SOURCE RECORDS:

= Beginning of Section =

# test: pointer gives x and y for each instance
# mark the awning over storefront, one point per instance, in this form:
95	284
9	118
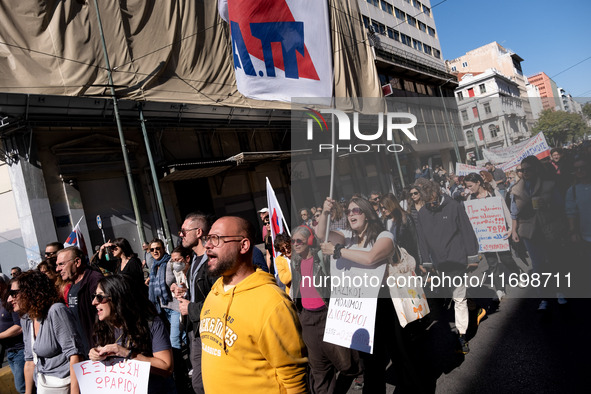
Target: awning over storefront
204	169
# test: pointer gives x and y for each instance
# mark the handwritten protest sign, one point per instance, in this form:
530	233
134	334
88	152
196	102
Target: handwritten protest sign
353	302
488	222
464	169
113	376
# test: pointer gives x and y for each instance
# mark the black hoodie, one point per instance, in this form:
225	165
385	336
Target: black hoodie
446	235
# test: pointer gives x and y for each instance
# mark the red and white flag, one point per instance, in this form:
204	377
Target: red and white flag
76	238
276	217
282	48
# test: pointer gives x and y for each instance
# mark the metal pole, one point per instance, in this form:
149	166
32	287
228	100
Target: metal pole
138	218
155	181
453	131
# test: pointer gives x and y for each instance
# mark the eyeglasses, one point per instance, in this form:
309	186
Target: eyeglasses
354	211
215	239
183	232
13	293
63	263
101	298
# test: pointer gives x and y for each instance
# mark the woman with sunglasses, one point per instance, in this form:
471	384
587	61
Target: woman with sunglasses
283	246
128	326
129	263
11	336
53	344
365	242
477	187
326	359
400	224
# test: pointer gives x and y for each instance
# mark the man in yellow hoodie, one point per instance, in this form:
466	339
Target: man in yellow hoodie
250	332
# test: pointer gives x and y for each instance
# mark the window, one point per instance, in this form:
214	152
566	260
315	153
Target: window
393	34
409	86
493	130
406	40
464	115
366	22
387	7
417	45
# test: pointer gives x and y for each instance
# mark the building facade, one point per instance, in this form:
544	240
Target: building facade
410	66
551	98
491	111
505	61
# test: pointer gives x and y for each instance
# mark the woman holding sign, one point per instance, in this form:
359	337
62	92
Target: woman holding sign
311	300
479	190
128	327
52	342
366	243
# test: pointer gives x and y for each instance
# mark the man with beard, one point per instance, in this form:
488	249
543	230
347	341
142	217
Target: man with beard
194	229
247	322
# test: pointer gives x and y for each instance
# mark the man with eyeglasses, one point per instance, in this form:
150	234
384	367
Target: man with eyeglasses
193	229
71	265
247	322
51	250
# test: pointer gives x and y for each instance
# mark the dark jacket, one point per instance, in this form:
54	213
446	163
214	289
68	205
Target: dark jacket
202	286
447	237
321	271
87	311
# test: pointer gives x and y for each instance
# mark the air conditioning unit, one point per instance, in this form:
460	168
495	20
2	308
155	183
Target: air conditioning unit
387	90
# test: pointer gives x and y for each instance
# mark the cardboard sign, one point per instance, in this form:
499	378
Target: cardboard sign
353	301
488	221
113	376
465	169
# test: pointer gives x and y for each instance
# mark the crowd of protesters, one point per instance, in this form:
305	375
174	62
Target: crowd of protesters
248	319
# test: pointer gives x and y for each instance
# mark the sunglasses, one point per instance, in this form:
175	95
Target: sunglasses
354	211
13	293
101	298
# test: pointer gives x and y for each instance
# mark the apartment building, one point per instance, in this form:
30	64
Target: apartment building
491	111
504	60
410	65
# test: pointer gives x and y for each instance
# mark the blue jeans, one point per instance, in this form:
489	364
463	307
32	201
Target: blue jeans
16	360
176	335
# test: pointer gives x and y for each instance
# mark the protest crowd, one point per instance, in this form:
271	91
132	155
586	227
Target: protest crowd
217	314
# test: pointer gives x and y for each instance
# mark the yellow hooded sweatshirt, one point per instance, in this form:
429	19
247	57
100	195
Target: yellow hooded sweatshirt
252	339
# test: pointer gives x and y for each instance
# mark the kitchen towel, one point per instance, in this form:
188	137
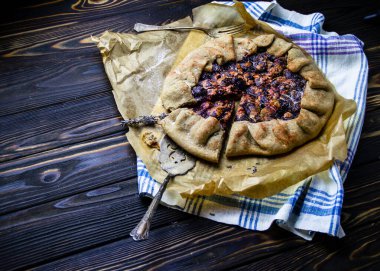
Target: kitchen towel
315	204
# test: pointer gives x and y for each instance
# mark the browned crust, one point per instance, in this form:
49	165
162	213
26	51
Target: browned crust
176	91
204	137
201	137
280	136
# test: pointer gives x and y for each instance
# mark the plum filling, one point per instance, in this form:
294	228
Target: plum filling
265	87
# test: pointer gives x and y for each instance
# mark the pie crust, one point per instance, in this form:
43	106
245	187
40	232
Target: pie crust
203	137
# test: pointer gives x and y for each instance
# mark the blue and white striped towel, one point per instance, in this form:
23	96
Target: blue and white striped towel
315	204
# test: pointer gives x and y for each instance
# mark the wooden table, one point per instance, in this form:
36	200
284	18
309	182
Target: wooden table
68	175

= End of Section =

HOW TO COMPLETE THIS TASK:
Your copy should match the listing exactly, apart from the pictures it leaves out.

WRITTEN RESPONSE:
# test: pointer gives x and y for each instance
# mark the awning over storefront, one point per instance, in this form:
95	284
9	118
Target: awning over storefront
204	169
# test: pointer gives x and y for each instance
# mark the handwritten protest sign, one point per instance, in this form:
530	233
134	334
88	152
196	102
Target: handwritten protest sign
353	302
488	222
464	169
113	376
# test: pointer gives x and y for each instance
# mark the black hoodie, one point per instance, in this form:
225	165
385	336
Target: black hoodie
446	235
# test: pointer gives x and y for each instance
# mark the red and white flag, one point per instance, in this form:
204	377
Target: red and white flag
76	238
276	217
282	48
# test: pointer gives x and y for each instance
# mark the metal pole, one point per instance, in this form:
149	166
32	287
228	100
Target: metal pole
138	218
155	181
453	131
# test: pointer gives x and y for each instance
# mark the eyeglasses, one point per instance, in this form:
309	186
Target: eyeglasses
354	211
215	239
183	232
13	293
63	263
101	298
# test: pointer gives x and y for each instance
# mark the woman with sunglasses, one point per instance, in this form:
471	384
587	61
Target: woman with sunglasses
283	246
128	326
129	263
11	336
53	344
365	242
477	187
326	359
400	224
# test: pointer gives x and y for each instance
# mark the man in yellow hoodie, one point per instance, in this form:
466	339
Target: man in yellow hoodie
250	332
# test: pointer gives x and y for each instance
# mark the window, one point per instance, in this form:
214	152
566	260
315	153
Target: window
393	34
409	86
493	130
406	40
464	115
366	22
387	7
417	45
# test: pointer gives x and y for each instance
# mark the building facade, one point per instance, in this form:
544	240
Target: building facade
410	66
551	98
491	111
505	61
# test: pointer gives x and y for each instance
# mark the woman holding sign, one point per instance, in this form:
359	337
62	92
Target: woman holding sign
311	300
479	190
128	327
52	342
366	243
# test: pointer gives x and y for each instance
# mark the man with beard, one point per instance, in this form:
488	249
543	230
347	341
142	217
Target: man with beard
194	229
247	322
# test: pointer gives x and y for each instance
# mark the man with eyeglasses, one point per instance, in this form:
150	234
384	367
Target: man with eyeglasses
193	229
71	265
247	322
51	250
# test: pointer gives x and y for each instance
# mark the dark jacket, one point per instance, in this form:
54	213
446	163
214	289
68	205
Target: dark jacket
202	286
447	237
321	271
87	311
# test: pointer gives x and y for each instance
# mark the air conditioning unit, one point per instance, in this form:
460	168
495	20
2	308
155	183
Target: air conditioning unit
387	90
# test: pointer gives x and y for each instance
# mark the cardboard sign, one point per instance, in this form:
499	378
Target: cardboard sign
353	301
488	221
113	376
465	169
# test: pointer gives x and y for each instance
# mark the crowd of protesters, one point per instance, in this form:
305	375
174	62
Target: crowd of protesters
248	319
# test: pointer gives x and y for each instance
# mark the sunglasses, one point per instance, in this form:
175	95
Target: sunglasses
354	211
13	293
101	298
# test: pointer gives x and y for each instance
# mark the apartment building, one point per instance, in this form:
30	64
Target: apartment building
491	111
504	60
410	65
# test: pointer gives x and y for each instance
# mark the blue jeans, one point per instance, in this form:
489	364
463	307
32	201
Target: blue jeans
16	360
176	335
# test: pointer gives x and y for each instance
# mark the protest crowd, one point per instance, in this form:
271	91
132	155
586	227
Target: protest crowd
217	314
# test: pointer gives x and y for each instance
# mark the yellow hooded sweatshirt, one point per instance, in this form:
429	19
247	57
100	195
Target: yellow hooded sweatshirt
252	339
# test: pointer gives x and y for each instance
# mark the kitchen towel, one point per instance, in this form:
188	137
Target: kitchen towel
315	204
# test: pointer gives x and y for each instance
# mark the browned crust, one point per instance, in this form:
49	165
162	213
26	51
Target: browned crust
176	91
204	137
201	137
280	136
# test: pointer gives x and y for each instance
# mark the plum filling, one point per instance, in this form:
294	228
Target: plum filling
265	87
# test: pointer gives x and y for each instance
# mark the pie crust, one point per instance, in this form:
43	106
245	187
40	232
Target: pie crust
203	137
# test: pointer gives x and y for each instance
# mark the blue and white striped towel, one point per instance, in this form:
23	96
Target: blue and white striped towel
315	204
# test: pointer gives x and y for each instance
# mark the wooden table, one point per instance, in this form:
36	200
284	18
309	182
Target: wooden table
68	175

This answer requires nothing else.